**GIVEN EXERCISE A:**
Using the lecture text on Chinese emigration, decide whether each statement agrees with it: (i) The overseas Chinese population now exceeds 62 million people in 150 countries. (ii) The Chinese government is troubled by the possibility of worse anti-Chinese reactions. (iii) Chinese émigrés send about 20 billion U.S. dollars home each year. For each one, answer yes or no and quote the words of the text that decide it.

**PAGE TEXT:**

Lecture 3 - Chinese are everywhere!
July 9, 2009 (Thursday), 4:00 - 5:30 p.m.
Audiovisual room (PH 207), Palma Hall, UP Diliman

Chinese emigration has surged to produce the largest single emigrant group in the world: over 62 million by the latest estimates have spread to 150 countries around the world. The overseas Chinese population has doubled, and then doubled again during the last two decades. The Chinese emigrants today come from diverse parts of China and represent a wide range of professions. Still the most notable are Chinese emigrants of humble background, who are searching for low-wage jobs and establishing small businesses all around the world. Their number has been increasing further with the helped of Chinese government labor export programs. Not surprisingly, the increased presence of Chinese around the world has created anti-Chinese backlashes in the receiving countries. Typically, the Chinese are accused of undermining domestic labor standards and cultural values. Most often, the Chinese used by the employers in the host country to undermine the indigenous labor movement. The last anti-Chinese hysteria swept through the world during the upsurge in Chinese immigration to the New World in the 19th century. Recruited by greedy employers to work as cheap laborers, the Chinese faced resentment from earlier settlers and suffered racial attacks. Today’s simmering conflicts in many more parts of the world, mixed in with the widespread resentment against Chinese imports and the lingering Cold War-era fear of China, could easily ignite even worse reactions. Chinese government, however, remains indifferent to this ominous prospect. It has no incentive to temper with the exodus of its citizens, which is helping it solve domestic unemployment. It also benefits from the remittances the émigrés send home—some 20 billion U.S. dollars a year. At the same time, Chinese immigration has become an easy issue for politicians in host countries, who are interested in exploiting anti-immigrant sentiment to generate populist support at home.

**GIVEN EXERCISE B:**
Update the records starting at the line that contains "like x=61, y=19." and ending at the line that contains "x=732, y=257". Write those lines again with "cocktail glass" replaced by "drinking glass" and everything else kept the same.

**ENTRIES SHOWN:**

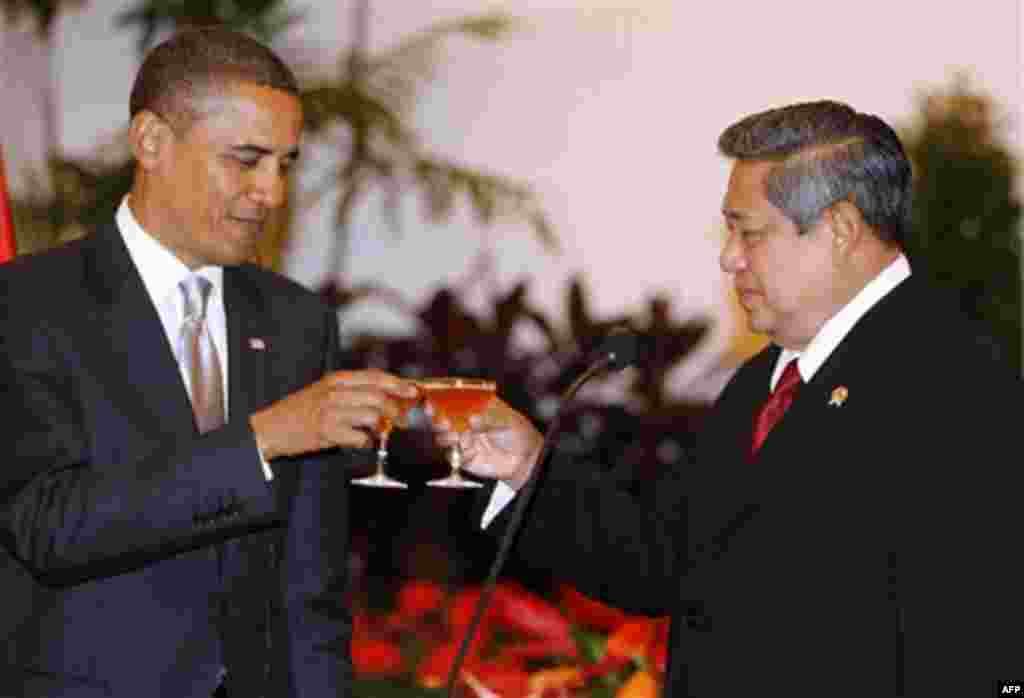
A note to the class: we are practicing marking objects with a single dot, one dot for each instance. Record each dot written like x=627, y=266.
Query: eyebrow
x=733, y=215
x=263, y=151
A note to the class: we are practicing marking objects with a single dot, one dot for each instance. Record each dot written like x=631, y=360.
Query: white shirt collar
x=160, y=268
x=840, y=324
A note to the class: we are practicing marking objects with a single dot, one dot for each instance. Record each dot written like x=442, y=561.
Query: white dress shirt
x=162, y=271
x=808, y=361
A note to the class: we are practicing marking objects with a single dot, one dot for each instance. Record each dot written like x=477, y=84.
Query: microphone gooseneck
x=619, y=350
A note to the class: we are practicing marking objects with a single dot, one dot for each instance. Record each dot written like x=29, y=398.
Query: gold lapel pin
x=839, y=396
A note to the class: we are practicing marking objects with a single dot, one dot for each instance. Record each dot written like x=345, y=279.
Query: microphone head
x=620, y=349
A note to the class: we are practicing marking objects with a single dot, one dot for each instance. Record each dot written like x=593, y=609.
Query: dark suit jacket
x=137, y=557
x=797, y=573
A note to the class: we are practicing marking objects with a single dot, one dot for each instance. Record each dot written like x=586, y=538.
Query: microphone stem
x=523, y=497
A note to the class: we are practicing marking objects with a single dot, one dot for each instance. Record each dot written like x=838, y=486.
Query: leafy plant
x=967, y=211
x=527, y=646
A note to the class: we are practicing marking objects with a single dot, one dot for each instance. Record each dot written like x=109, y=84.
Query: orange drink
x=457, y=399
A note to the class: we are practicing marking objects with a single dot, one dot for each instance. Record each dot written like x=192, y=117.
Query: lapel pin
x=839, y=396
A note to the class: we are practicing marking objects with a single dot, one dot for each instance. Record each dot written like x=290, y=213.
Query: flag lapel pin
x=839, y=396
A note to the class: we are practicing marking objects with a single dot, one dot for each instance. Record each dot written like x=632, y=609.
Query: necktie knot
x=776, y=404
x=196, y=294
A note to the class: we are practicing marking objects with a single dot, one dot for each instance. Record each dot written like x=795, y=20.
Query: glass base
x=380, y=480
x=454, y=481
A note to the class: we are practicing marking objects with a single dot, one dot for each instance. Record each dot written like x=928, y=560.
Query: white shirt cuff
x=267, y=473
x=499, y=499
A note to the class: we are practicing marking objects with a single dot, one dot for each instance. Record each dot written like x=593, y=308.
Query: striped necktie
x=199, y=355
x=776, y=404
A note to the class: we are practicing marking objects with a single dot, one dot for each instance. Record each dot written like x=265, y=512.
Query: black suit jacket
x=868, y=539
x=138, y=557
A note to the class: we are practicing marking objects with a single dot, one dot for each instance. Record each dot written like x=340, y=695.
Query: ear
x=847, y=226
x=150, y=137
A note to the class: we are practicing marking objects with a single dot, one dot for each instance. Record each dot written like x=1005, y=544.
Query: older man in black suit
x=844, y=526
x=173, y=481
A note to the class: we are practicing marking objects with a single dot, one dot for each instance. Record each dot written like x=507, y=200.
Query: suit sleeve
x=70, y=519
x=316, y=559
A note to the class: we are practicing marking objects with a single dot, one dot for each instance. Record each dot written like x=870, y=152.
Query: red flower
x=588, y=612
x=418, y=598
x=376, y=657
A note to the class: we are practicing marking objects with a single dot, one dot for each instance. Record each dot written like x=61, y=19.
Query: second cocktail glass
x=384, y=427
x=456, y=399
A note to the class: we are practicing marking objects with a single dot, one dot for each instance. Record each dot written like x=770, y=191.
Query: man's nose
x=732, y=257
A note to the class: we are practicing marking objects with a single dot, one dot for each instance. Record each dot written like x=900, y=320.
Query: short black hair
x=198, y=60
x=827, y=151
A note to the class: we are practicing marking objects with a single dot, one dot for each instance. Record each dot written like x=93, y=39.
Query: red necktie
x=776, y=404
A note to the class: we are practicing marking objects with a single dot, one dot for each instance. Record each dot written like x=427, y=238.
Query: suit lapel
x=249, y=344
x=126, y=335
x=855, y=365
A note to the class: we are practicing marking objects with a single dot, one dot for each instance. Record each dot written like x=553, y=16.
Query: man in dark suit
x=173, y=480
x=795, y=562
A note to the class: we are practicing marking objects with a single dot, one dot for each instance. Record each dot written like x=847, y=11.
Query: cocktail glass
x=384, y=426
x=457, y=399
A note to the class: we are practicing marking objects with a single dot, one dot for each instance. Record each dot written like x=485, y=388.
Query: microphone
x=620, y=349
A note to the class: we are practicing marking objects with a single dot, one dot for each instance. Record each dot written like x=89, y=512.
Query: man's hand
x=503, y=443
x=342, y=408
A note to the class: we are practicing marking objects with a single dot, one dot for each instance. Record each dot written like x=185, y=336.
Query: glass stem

**SOLUTION A:**
(i) Yes: "over 62 million by the latest estimates have spread to 150 countries around the world"
(ii) No: "Chinese government, however, remains indifferent to this ominous prospect."
(iii) Yes: "It also benefits from the remittances the émigrés send home—some 20 billion U.S. dollars a year."

**SOLUTION B:**
A note to the class: we are practicing marking objects with a single dot, one dot for each instance. Record each dot written like x=61, y=19.
Query: second drinking glass
x=384, y=427
x=456, y=399
A note to the class: we are practicing marking objects with a single dot, one dot for each instance. Record each dot written like x=770, y=191.
Query: man's nose
x=732, y=257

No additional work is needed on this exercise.